**TASK ITEM:** Line by line, print the records exactly.

Records from a data collection

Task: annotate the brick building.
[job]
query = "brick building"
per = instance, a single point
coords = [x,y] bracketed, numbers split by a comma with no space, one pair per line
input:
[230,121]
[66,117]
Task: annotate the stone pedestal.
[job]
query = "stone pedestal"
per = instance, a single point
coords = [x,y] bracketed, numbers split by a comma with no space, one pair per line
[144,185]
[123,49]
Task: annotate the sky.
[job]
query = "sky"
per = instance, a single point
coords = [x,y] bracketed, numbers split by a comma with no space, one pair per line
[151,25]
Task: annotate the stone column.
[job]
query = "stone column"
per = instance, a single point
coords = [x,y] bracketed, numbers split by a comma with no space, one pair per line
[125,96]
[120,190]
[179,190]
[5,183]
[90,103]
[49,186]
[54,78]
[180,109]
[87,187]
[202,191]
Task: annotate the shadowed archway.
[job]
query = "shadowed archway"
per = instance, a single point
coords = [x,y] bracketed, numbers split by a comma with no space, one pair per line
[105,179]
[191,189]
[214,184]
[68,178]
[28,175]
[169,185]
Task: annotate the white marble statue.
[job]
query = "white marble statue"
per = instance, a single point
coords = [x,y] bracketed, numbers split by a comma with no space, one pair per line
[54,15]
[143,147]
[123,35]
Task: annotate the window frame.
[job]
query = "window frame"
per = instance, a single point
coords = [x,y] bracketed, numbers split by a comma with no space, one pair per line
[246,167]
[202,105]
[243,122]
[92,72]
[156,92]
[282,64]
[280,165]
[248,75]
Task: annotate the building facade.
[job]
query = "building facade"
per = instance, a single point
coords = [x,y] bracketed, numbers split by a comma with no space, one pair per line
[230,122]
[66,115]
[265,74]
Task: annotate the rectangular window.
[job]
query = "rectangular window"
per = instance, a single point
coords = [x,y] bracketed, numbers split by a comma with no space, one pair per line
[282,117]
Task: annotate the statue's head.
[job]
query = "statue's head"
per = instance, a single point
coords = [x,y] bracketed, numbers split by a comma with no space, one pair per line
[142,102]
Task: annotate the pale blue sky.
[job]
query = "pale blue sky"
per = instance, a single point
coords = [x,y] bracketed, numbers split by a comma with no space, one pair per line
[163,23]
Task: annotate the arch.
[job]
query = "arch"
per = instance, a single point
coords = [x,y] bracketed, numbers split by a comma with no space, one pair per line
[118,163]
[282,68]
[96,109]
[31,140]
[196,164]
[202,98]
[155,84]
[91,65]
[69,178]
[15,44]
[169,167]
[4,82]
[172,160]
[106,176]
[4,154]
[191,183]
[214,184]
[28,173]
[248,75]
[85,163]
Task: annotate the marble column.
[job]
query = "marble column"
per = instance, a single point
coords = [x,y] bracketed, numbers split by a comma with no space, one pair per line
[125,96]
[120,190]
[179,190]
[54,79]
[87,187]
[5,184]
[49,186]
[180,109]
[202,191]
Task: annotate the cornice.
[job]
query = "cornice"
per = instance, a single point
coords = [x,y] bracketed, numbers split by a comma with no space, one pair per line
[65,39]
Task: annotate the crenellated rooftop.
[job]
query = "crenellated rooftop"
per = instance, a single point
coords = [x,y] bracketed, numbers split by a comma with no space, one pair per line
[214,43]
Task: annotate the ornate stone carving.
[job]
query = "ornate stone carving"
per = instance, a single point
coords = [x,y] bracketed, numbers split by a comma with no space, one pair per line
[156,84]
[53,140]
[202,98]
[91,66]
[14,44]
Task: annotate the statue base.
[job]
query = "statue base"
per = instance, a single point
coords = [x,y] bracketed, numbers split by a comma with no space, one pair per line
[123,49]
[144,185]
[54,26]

**FINISHED TASK:**
Task: annotate the brick building.
[job]
query = "brick building"
per = instance, a single point
coords = [x,y] bracketed, numbers split by a comma with no space, one pair per line
input:
[230,121]
[66,117]
Task: annotate the stone pedestal.
[job]
query = "stone pedestal"
per = instance, a single point
coords = [x,y] bracketed, numbers split by a comma with no space, one pair per line
[144,185]
[123,49]
Task: annotate the sky.
[job]
query = "sky"
per = instance, a single point
coords = [x,y] bracketed, numbers split by a comma with no space, one pair per line
[151,25]
Task: annotate the stone column.
[job]
query = "stone column"
per = instance, a single point
coords = [x,y] bracketed, numbers split by a comma with no space, one pair per line
[125,96]
[120,190]
[179,190]
[5,183]
[90,103]
[49,186]
[54,78]
[180,109]
[87,187]
[202,191]
Task: annotate the shadowed archway.
[job]
query = "shadowed archway"
per = instance, a single point
coords = [x,y] bracketed, numbers split by a comma with no space, one pair per line
[105,179]
[191,189]
[214,184]
[68,178]
[28,175]
[169,185]
Task: annotate the white marble statue.
[job]
query = "white marble statue"
per = instance, a single point
coords = [x,y] bracketed, numbers split by a comma with no space, one pair per line
[54,15]
[143,147]
[123,35]
Task: annotate the window frame.
[job]
query = "window frame"
per = instance, a single point
coords = [x,y] bracketed, numbers split by a comma with no space, one pair per line
[246,167]
[202,105]
[243,122]
[92,72]
[156,92]
[282,64]
[280,165]
[248,75]
Task: annotate the building facade.
[job]
query = "building facade"
per = instance, a single point
coords = [x,y] bracketed, numbers split by a comma with no space, one pair per line
[230,122]
[66,115]
[265,74]
Task: annotate the rectangular window.
[job]
query = "rectangular window"
per = instance, a single point
coords = [x,y] bracketed, numbers split by a comma with no space, one pair per line
[282,117]
Task: annotate the statue's head.
[job]
query = "statue's head"
per = instance, a single point
coords = [x,y] bracketed, numbers split by a comma with no space, one pair per line
[142,102]
Task: annotate the pale blue sky.
[job]
query = "pale blue sky"
per = instance, a single point
coords = [x,y] bracketed, numbers split by a comma with no space, one pair per line
[163,23]
Task: annotate the arch.
[job]
query = "arch"
per = instance, a single point
coords = [x,y] bracketed, numbers split by a comma with no space, one pair per line
[118,163]
[282,68]
[96,109]
[31,140]
[196,164]
[202,98]
[155,84]
[91,65]
[69,178]
[15,44]
[169,167]
[4,82]
[172,160]
[106,176]
[4,154]
[191,183]
[214,184]
[28,173]
[248,75]
[85,163]
Task: annotate the marble column.
[job]
query = "marble column"
per = instance, a single point
coords = [x,y] bracketed, numbers split by a comma with no space, one pair per line
[125,96]
[120,190]
[179,190]
[54,79]
[87,187]
[5,184]
[49,186]
[180,109]
[202,191]
Task: annotate the cornice.
[job]
query = "cornice"
per = instance, a single point
coords = [x,y] bracketed, numbers split by a comma with no space, one pair per line
[65,39]
Task: annotate the crenellated rooftop.
[job]
query = "crenellated rooftop"
per = instance, a single point
coords = [x,y] bracketed, numbers split by a comma with no space, one pair per line
[214,43]
Task: annotate the ornate stone carving.
[job]
query = "ornate stone carving"
per = instance, a single point
coords = [x,y] bracketed, numbers split by a comma with no space, one pair per line
[156,84]
[53,140]
[202,98]
[91,66]
[14,44]
Task: annotate the statue base.
[job]
query = "statue base"
per = instance, a single point
coords = [x,y] bracketed, numbers split by a comma with no space, one pair per line
[123,49]
[144,185]
[54,26]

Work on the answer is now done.